Text:
◇ ◇ ◇ ◇

Human Brain Tissue Powers Computer

Engineer Feng Guo of Indiana University Bloomington is leading the team responsible for Brainoware. Guo’s team has observed this new brain-computer hybrid performing tasks such as speech recognition and math problems featuring nonlinear equation prediction with varying results. While the brain-computer was less accurate than a computer made of only non-organic material running an AI program it performed well enough to justify further experimentation.

Guo and his colleagues used human brain tissue grown in a lab to create Brainoware. The team coaxed human pluripotent stem cells into developing into different kinds of brain cells organized into three-dimensional mini-brains called organoids. The use of organoids for brain computers is more ethical than poking around in an actual human skull and still allows researchers to study how the brain develops and works. And unlike Elon Musk’s similar Neuralink, Brainoware hasn’t been liked to the deaths of any primates….yet.

Brainoware was created by taking these brain organoids and connecting them to an array of high-density microelectrodes through an artificial neural network known as reservoir computing. Guo and crew used stimulation to transport information into the organoid, where the reservoir wherein that information is processed. After processing the information, Brainoware spits out its calculations in the form of neural activity.

◇ ◇ ◇ ◇

Provided information:

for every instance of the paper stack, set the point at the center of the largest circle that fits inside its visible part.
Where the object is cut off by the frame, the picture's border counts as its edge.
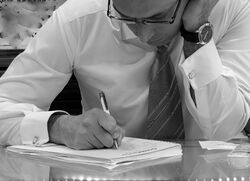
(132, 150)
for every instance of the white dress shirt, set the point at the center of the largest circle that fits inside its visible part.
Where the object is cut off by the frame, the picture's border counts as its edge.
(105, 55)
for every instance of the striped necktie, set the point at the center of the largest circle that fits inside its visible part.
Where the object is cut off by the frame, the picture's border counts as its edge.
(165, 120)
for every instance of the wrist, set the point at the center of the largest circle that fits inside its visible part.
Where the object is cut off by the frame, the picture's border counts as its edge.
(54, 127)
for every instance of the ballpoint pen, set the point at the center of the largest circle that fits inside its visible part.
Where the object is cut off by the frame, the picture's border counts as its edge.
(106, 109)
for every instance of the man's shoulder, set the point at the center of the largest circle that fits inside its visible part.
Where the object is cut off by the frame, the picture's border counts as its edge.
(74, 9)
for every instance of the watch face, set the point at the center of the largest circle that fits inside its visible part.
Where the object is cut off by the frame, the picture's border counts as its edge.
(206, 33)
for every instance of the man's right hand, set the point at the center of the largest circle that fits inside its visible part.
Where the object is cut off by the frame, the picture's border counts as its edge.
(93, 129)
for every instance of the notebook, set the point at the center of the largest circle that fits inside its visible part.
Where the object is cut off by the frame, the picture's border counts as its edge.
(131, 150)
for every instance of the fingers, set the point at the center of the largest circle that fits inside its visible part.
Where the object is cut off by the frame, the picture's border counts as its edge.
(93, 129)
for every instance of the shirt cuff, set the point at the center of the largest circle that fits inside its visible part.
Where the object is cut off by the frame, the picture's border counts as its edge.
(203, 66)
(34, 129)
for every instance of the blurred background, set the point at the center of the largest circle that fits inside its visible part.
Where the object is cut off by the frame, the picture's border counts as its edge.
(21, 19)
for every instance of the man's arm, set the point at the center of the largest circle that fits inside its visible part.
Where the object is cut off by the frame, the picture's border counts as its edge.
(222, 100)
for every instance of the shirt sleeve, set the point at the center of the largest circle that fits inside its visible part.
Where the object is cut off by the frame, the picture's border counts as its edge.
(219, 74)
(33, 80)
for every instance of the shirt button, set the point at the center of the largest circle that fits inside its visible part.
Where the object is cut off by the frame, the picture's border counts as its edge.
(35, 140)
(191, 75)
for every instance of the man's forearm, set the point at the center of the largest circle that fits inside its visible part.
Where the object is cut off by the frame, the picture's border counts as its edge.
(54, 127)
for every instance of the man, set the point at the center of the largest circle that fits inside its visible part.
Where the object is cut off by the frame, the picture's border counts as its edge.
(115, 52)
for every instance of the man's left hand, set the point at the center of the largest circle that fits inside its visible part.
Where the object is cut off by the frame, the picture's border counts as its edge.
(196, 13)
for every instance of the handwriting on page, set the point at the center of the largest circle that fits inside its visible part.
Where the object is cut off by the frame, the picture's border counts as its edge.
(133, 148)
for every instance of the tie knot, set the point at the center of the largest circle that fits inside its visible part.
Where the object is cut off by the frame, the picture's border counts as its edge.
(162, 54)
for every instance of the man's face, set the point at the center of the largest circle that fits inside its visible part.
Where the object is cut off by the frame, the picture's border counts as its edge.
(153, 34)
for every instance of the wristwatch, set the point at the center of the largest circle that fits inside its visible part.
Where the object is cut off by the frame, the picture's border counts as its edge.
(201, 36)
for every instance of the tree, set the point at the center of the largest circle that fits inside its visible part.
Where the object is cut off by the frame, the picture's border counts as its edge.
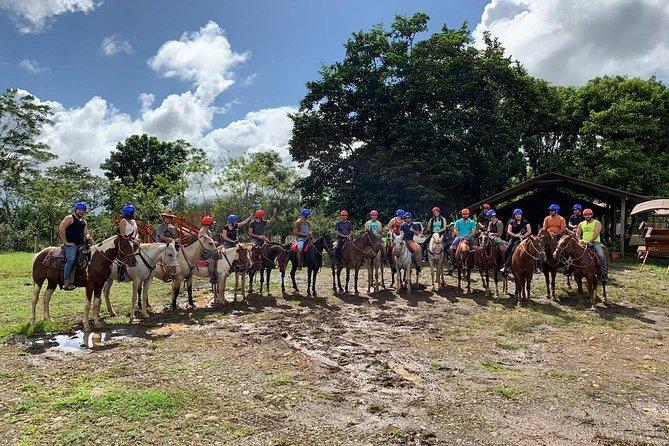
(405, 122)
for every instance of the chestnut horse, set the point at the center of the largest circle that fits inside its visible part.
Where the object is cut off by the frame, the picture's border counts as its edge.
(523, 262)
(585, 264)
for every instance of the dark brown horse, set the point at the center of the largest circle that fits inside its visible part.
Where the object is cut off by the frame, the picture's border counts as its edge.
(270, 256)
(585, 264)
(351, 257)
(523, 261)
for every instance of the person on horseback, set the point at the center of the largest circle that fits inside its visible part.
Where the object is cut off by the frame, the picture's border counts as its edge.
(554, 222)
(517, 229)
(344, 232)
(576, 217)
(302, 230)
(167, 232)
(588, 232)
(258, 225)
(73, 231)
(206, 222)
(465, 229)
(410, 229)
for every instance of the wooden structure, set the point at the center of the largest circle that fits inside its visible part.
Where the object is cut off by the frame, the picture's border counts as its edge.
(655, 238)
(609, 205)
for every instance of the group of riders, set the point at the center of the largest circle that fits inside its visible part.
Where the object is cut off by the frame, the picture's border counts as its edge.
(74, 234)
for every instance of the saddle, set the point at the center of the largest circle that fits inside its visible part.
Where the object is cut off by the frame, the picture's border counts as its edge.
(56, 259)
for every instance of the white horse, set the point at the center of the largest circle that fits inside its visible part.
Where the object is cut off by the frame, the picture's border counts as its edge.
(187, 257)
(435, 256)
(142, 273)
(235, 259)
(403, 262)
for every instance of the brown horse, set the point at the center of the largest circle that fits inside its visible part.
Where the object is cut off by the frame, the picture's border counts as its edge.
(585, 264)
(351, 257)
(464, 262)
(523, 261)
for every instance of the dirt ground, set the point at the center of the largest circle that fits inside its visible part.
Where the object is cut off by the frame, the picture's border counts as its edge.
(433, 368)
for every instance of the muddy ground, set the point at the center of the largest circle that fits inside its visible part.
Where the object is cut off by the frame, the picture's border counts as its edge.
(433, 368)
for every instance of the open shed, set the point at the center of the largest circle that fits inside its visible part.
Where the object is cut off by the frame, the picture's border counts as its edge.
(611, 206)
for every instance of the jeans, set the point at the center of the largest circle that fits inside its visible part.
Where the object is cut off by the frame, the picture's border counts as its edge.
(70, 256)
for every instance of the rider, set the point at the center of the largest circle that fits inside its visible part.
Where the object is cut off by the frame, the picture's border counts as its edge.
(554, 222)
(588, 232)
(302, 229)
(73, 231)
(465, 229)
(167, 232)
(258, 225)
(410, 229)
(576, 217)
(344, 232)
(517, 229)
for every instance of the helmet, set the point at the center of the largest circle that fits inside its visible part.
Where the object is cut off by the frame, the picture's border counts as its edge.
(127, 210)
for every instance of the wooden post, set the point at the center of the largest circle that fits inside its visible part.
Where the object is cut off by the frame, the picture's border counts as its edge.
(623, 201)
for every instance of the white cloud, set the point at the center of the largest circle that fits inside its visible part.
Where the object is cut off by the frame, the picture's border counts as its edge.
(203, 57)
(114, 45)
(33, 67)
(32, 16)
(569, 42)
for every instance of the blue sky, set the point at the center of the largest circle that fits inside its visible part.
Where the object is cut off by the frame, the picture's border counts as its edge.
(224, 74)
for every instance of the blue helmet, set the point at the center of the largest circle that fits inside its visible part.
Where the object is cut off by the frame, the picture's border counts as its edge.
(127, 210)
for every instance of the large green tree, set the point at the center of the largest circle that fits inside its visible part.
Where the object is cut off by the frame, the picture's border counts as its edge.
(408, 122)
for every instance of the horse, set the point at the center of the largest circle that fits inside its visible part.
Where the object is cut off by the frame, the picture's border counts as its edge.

◇ ◇ ◇ ◇

Exercise tasks:
A: In the text on Brainoware, which university is Feng Guo from?
B: Reproduce the passage of the Brainoware text between "Engineer Feng Guo" and "justify further experimentation.", inclusive.

Answers by item:
A: Indiana University Bloomington

B:
Engineer Feng Guo of Indiana University Bloomington is leading the team responsible for Brainoware. Guo’s team has observed this new brain-computer hybrid performing tasks such as speech recognition and math problems featuring nonlinear equation prediction with varying results. While the brain-computer was less accurate than a computer made of only non-organic material running an AI program it performed well enough to justify further experimentation.